This is beautifully illustrated by the story of Phineas Gage: a 19th century construction overseer working at the British railroads. A bright, young, ambitious and skilled man; he was in charge of placing charges to blast away debris to make room for the rails. This was a dangerous task and there was no doubt Phineas was chosen for his sense of responsibility and deliberate work ethic. Alas, a tragic accident saw an iron bar smash through Gage's face -something I think we can all relate to. But wonder above wonder; Phineas survived! The bar had travelled through his brain and exited neatly. Over the coming weeks, the young man battled his way through infections and a terrible sickbed, assisted by a doctor who took note of everything that happened (and wrote the reports that were later used to confirm this unbelievable tale). Phineas survived, but when he awoke he was a completely different man. Not in the way people acquire a new philosophical view on life after a near death experience: he was literally a different person. He took up to swearing heavily and seemed socially completely out of control. He couldn't hold any appointment and his ambitions had left him. Unable to plan ahead even a single day, he began roaming the world, taking up jobs he couldn't keep and eventually ending completely ruined, dying young.
________
What to do
[1] Do these statements agree with the Phineas Gage passage above? Answer yes or no for each, quoting the deciding words. (a) Gage was picked for the blasting work because of his sense of responsibility. (b) The iron bar stayed lodged in Gage's brain. (c) A doctor recorded what happened while Gage recovered.
[2] List every adjective the Phineas Gage passage uses to describe Gage in the sentence that begins "A bright, young".
[3] Write a continuation of the Phineas Gage passage, starting after its final sentence.
________
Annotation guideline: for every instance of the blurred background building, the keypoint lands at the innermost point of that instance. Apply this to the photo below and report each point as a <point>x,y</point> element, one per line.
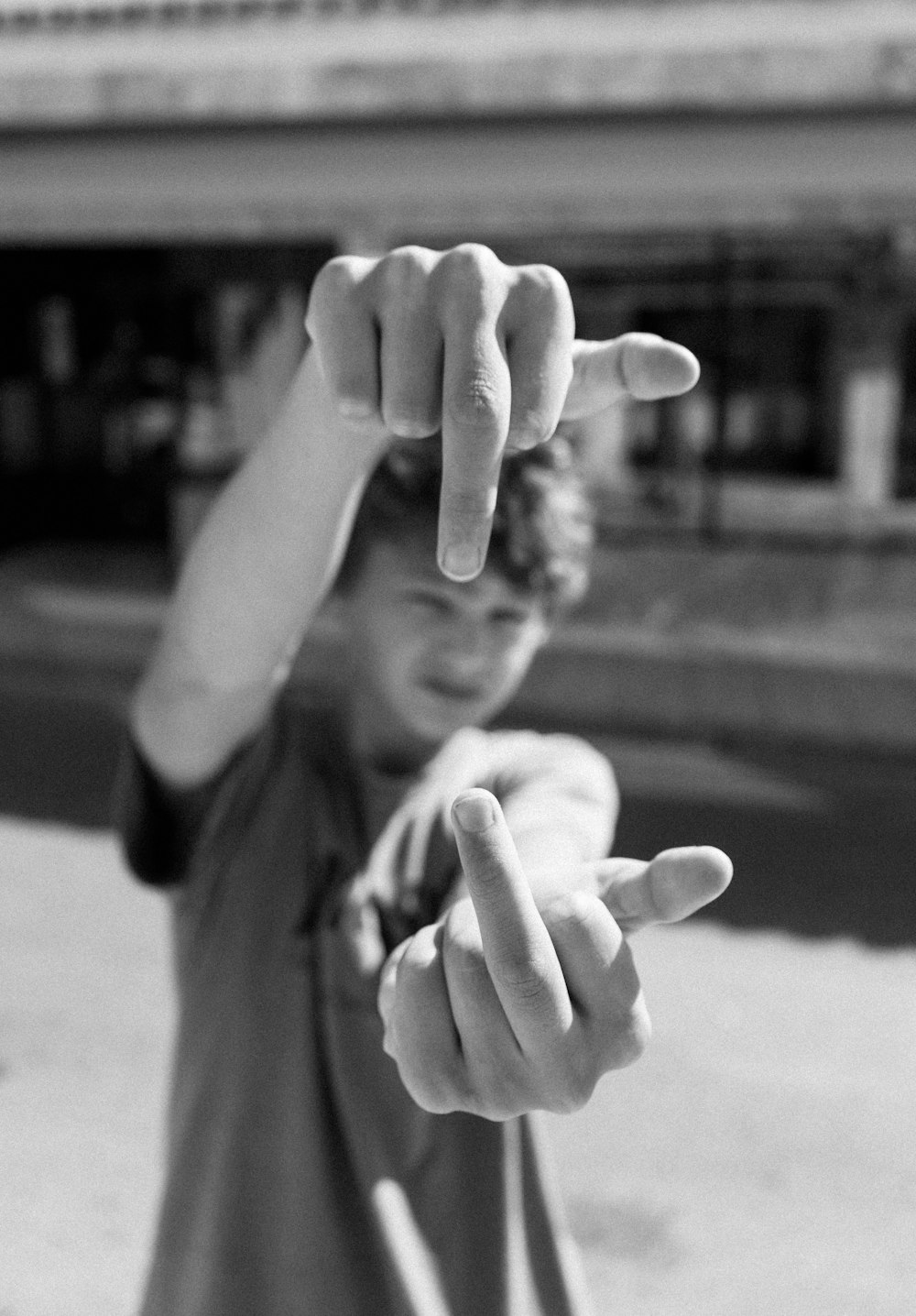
<point>740,177</point>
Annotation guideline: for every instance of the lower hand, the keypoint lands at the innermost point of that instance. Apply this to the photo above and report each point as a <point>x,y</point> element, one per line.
<point>500,1007</point>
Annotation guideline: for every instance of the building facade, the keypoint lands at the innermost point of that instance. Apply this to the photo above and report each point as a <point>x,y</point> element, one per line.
<point>740,177</point>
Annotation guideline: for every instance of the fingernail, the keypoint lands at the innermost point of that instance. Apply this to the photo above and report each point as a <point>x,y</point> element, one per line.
<point>355,408</point>
<point>475,812</point>
<point>463,561</point>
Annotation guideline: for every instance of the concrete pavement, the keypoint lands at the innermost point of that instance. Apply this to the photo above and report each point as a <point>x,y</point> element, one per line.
<point>758,1161</point>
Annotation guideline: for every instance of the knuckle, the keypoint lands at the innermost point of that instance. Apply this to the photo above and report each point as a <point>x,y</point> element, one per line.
<point>524,974</point>
<point>630,1037</point>
<point>475,403</point>
<point>337,278</point>
<point>570,911</point>
<point>404,271</point>
<point>541,286</point>
<point>470,262</point>
<point>535,422</point>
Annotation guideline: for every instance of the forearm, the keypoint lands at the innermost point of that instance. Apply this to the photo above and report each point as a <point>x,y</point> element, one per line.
<point>253,582</point>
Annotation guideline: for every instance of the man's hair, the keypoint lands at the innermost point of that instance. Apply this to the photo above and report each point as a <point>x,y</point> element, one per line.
<point>542,525</point>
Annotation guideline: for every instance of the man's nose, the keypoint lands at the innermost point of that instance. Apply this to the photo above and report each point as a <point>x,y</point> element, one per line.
<point>466,642</point>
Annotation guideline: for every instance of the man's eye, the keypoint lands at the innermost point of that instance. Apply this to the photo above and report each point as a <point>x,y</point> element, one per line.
<point>431,604</point>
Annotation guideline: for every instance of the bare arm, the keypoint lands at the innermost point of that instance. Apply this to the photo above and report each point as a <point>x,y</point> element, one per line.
<point>252,585</point>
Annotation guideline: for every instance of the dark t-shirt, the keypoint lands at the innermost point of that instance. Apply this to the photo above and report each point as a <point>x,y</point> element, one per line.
<point>301,1178</point>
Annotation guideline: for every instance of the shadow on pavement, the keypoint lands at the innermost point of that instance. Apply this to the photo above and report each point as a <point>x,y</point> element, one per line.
<point>828,856</point>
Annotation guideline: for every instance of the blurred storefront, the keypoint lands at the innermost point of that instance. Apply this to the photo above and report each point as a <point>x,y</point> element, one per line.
<point>740,177</point>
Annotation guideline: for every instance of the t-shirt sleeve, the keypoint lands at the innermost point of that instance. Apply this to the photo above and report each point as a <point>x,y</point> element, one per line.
<point>162,827</point>
<point>556,786</point>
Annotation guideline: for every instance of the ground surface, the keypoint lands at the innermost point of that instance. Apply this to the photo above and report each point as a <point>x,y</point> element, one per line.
<point>761,1158</point>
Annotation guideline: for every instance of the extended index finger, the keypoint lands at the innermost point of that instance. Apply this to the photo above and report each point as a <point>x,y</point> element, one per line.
<point>516,944</point>
<point>636,365</point>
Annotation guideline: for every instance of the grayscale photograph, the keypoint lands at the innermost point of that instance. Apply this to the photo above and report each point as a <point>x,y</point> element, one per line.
<point>457,658</point>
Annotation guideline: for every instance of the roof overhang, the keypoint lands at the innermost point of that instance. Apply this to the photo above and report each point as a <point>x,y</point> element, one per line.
<point>178,63</point>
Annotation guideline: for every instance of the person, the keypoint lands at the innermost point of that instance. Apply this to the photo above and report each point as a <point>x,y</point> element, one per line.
<point>397,932</point>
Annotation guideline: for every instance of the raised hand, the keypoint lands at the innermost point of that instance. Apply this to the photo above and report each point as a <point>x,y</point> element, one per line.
<point>418,341</point>
<point>502,1007</point>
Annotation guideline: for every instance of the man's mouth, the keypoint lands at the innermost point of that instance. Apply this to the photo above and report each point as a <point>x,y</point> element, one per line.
<point>453,690</point>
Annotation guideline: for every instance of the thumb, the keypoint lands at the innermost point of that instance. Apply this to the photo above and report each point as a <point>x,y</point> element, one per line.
<point>671,887</point>
<point>636,365</point>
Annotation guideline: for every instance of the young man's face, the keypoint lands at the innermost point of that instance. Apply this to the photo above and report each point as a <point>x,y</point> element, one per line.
<point>431,655</point>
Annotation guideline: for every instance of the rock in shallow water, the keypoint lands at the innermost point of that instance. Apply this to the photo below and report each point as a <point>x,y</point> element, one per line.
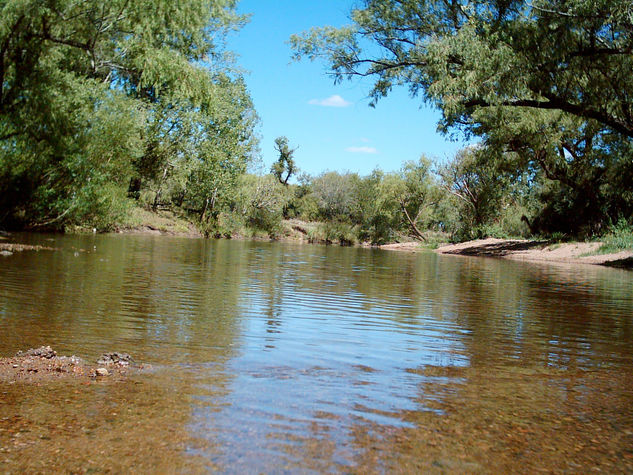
<point>41,352</point>
<point>122,359</point>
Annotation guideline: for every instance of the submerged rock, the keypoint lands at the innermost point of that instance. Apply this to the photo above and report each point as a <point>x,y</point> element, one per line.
<point>102,372</point>
<point>121,359</point>
<point>41,352</point>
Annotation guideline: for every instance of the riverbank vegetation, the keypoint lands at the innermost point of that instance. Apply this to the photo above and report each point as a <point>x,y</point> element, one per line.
<point>112,114</point>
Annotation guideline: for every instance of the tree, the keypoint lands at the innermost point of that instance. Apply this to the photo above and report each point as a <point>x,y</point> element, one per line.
<point>474,181</point>
<point>150,73</point>
<point>285,163</point>
<point>546,83</point>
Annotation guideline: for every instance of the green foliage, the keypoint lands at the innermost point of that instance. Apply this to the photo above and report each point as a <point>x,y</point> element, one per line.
<point>545,85</point>
<point>331,232</point>
<point>97,98</point>
<point>618,238</point>
<point>261,201</point>
<point>285,163</point>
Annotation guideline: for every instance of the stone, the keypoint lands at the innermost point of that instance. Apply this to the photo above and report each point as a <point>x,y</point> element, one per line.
<point>41,352</point>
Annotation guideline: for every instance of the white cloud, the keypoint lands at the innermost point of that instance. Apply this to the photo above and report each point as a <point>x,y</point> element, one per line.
<point>332,101</point>
<point>361,150</point>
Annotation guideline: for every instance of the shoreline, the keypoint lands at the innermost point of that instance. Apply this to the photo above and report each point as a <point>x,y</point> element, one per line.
<point>540,251</point>
<point>515,249</point>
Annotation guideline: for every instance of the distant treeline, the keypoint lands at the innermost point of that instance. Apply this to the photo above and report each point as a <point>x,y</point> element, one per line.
<point>102,103</point>
<point>108,106</point>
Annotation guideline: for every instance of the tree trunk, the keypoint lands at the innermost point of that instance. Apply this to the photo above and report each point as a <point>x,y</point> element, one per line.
<point>414,228</point>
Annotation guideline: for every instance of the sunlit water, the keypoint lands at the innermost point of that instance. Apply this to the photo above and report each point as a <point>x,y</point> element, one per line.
<point>272,357</point>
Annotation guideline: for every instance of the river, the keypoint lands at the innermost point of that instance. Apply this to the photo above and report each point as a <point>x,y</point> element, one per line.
<point>289,358</point>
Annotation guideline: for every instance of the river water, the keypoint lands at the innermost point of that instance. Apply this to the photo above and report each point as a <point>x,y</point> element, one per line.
<point>288,358</point>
________
Answers below
[1]
(a) Yes: "there was no doubt Phineas was chosen for his sense of responsibility and deliberate work ethic."
(b) No: "The bar had travelled through his brain and exited neatly."
(c) Yes: "assisted by a doctor who took note of everything that happened"

[2] bright, young, ambitious, skilled

[3]
Antonio Damasio's wife, Hannah, researched Phineas' intact skull (well, apart from the damage wrought by a certain iron bar) that resides in the Harvard Medical School in Boston, and gleaned from it the data Antonio used to propose his theories on which parts of the brain were vital for this-and-that reasoning skills and how this all tied into his research. All very interesting. But what does it tell us apart from neurology? It is my view that it tells us that the idea of a person surviving his body is false. That there is no afterlife we all go to after our bodies pass away. Phineas' story tells us that without an intact brain there is no intact person, so without a brain in its entirety, there is no person at all! If this seems still a bit farfetched (and I am purposely glossing over all the details because it's far too elaborate for a modest rant), then you should take the effort of reading the book, as it's filled with scientific data backing this up. Examples abound that testify that a person's identity is as dependent on the wellbeing of its body as the body itself. There is no mystical distinction between a persons 'mind' and 'body'. The mind is 'only' a wonderfully intricate collection of evolved survival mechanisms in the brain that work together to form our superbly complex inner lives. The moniker 'mind' should ideally only be used as a handy token term to reference all these various systems that work in conjunction with each other.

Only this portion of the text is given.